## EXERCISE PROMPT
Write out every entry exactly as it appears.

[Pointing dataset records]
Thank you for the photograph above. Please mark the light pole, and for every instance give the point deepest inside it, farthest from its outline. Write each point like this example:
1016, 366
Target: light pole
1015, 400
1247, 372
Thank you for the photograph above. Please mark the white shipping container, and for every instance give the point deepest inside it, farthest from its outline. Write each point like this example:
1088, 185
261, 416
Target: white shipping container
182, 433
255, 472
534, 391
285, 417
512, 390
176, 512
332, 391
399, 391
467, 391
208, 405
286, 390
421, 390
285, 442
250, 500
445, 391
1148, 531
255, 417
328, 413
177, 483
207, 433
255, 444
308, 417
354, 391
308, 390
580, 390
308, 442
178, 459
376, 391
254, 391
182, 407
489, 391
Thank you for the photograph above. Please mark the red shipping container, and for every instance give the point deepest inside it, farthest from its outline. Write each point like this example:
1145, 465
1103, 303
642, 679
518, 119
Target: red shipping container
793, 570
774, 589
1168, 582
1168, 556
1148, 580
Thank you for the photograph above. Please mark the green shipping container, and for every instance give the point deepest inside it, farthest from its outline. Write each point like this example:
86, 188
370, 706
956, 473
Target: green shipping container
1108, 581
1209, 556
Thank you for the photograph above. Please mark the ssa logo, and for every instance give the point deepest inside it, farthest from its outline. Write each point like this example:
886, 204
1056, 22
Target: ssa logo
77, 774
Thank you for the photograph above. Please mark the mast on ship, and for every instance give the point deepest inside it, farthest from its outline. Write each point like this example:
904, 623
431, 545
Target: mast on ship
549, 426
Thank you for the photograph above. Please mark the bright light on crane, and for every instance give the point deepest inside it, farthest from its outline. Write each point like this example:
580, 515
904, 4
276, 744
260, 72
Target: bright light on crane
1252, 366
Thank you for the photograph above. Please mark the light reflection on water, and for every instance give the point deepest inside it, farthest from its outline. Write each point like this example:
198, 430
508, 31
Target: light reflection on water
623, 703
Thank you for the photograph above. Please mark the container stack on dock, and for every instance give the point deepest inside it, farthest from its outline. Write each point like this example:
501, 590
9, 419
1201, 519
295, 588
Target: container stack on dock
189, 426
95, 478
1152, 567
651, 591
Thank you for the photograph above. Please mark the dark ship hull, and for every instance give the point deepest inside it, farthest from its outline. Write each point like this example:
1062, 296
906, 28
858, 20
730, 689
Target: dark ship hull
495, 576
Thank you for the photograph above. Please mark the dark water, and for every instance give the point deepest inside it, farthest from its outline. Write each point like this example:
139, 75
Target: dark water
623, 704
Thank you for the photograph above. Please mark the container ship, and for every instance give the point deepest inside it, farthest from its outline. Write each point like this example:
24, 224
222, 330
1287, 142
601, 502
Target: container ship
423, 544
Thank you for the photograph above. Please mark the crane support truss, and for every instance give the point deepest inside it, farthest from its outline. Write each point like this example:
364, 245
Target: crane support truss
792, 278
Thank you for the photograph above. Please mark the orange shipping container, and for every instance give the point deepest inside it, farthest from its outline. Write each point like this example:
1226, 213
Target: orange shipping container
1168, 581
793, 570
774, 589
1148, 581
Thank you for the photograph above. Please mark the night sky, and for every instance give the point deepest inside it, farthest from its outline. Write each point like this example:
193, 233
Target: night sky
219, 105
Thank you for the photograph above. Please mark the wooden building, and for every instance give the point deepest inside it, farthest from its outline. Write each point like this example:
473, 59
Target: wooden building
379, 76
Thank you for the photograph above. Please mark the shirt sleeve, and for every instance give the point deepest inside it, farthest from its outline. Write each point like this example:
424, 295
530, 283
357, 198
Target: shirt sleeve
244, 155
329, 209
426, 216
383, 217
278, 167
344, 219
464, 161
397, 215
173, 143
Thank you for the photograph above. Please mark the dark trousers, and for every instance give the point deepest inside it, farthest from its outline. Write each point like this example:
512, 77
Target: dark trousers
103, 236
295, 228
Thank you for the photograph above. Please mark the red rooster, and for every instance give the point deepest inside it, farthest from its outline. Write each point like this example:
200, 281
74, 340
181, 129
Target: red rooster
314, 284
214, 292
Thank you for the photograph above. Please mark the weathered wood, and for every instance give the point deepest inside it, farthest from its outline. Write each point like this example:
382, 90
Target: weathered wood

## FINAL RESULT
Thank you for the photograph above. Please mark the light pole, and for every instance give the point deepest inside it, farthest from its outline. Write each point like this example:
1016, 366
Target: light pole
1015, 400
1247, 372
Thank you for the photograph above. Please mark the white shipping container, and for every instance give the point deepest inside it, farthest from its outline. Write each point like this example:
1088, 185
261, 416
Target: white shipping container
182, 433
255, 472
534, 391
285, 417
512, 390
176, 512
332, 391
399, 391
467, 391
208, 405
286, 390
421, 390
285, 442
250, 500
445, 391
1148, 531
255, 417
328, 413
177, 483
207, 433
255, 444
308, 417
354, 391
308, 390
580, 390
308, 442
178, 459
376, 391
254, 391
182, 407
489, 391
Thank you for the photograph above. Please mark the red shipping container, and for every instance give the point deepest inside it, farthest from its outline. Write each point like this example:
1145, 465
1103, 303
642, 679
518, 119
Target: red shipping container
793, 570
774, 589
1168, 582
1168, 556
1148, 580
Thank you for the photograph above. Please mark the green shipping container, and for every instance give the point deepest inside it, farthest from its outline. Write each point like this example:
86, 188
370, 706
956, 473
Target: green shipping container
1108, 581
1209, 556
Thank you for the photograph above. Please mark the ssa logo, and for every instance give the point deepest inside it, farthest from its outline. Write each point like this example:
886, 204
1056, 22
Target: ssa logo
77, 774
Thank you for the photograph above. Please mark the mast on ship, and for every instance give the point deepest inside it, farthest from its outline. Write each point like this example:
904, 623
431, 545
Target: mast on ship
549, 426
Thank you for the photograph above. Please mark the bright light on crane, and for every instance give the point deepest inside it, farthest from its outline. Write each point like this example:
580, 515
904, 4
276, 744
260, 72
Target: bright light on crane
1252, 366
Thank you for the photograph above. Please mark the light reflection on water, and for every instance give the point deepest inside it, farthest from its outline. Write each point like this example:
198, 430
508, 31
Target: light reflection on water
623, 703
Thank you for the photograph above. Please mark the container stack on dock, and for every instance give the point deepest inside it, farthest from its outline. Write each point like this example:
501, 590
9, 419
1201, 519
295, 588
Target: container stack on dock
189, 426
95, 478
1152, 567
651, 591
Thank you for the photograph above. Please mark the dark ship hull, and for every instance give the point deepest inside it, farthest from its outline. Write each point like this example:
1062, 296
906, 28
858, 20
730, 689
Target: dark ship hull
495, 576
Thank you for the photograph above. Please mark the dark water, and for every instance give the point deepest inside it, farthest from its outline. Write each point like this example:
139, 75
Target: dark water
623, 704
Thank you for the photograph above. Please mark the container ship, and for every instance give the point deepest inside it, farthest from its outline. Write each point like this example:
24, 224
222, 330
1287, 142
601, 502
Target: container ship
423, 544
Thank you for the photograph above. Please mark the crane support truss, and for every instance give the point deepest inside it, farthest from its outline. Write each point like this example:
364, 245
Target: crane support truss
792, 278
Thank you for the photograph above. Please mark the orange shipping container, and for every instance give the point deepest inside it, farthest from its outline. Write each point like this example:
1226, 213
Target: orange shipping container
1168, 581
793, 570
774, 589
1148, 581
Thank you for the photograph above. Please mark the night sky, and for every instance give the point deepest inside it, farthest from its outline. Write each point like this example:
193, 233
Target: night sky
219, 105
Thank you for the photograph above. Please mark the wooden building, and for every instance give the point deepest inside it, farthest from its outline. Write each point like this example:
473, 59
Target: wooden building
379, 76
Thank you for the photograph above. Please mark the shirt sleeve, and for every instance give the point deepest inside it, farthest from its outline. Write each point like this example:
424, 295
530, 283
357, 198
Target: shirt sleeve
244, 155
329, 209
426, 216
383, 217
278, 167
344, 219
464, 161
397, 215
173, 143
Thank you for the photograph above. Please mark the dark trousers, and for every instance give the point deepest inside it, farthest from its outline. Write each point like this example:
512, 77
Target: dark trousers
103, 236
295, 228
Thank you for the photograph above. Please mark the red rooster, and for every instance give the point deepest inside it, farthest from its outline. Write each point like this example:
200, 281
74, 340
181, 129
Target: red rooster
314, 284
214, 292
Thank you for the photograph above. Please mark the weathered wood, and for every instance give the point deepest inside it, farthest from its outline. Write each point like this example:
382, 90
Target: weathered wood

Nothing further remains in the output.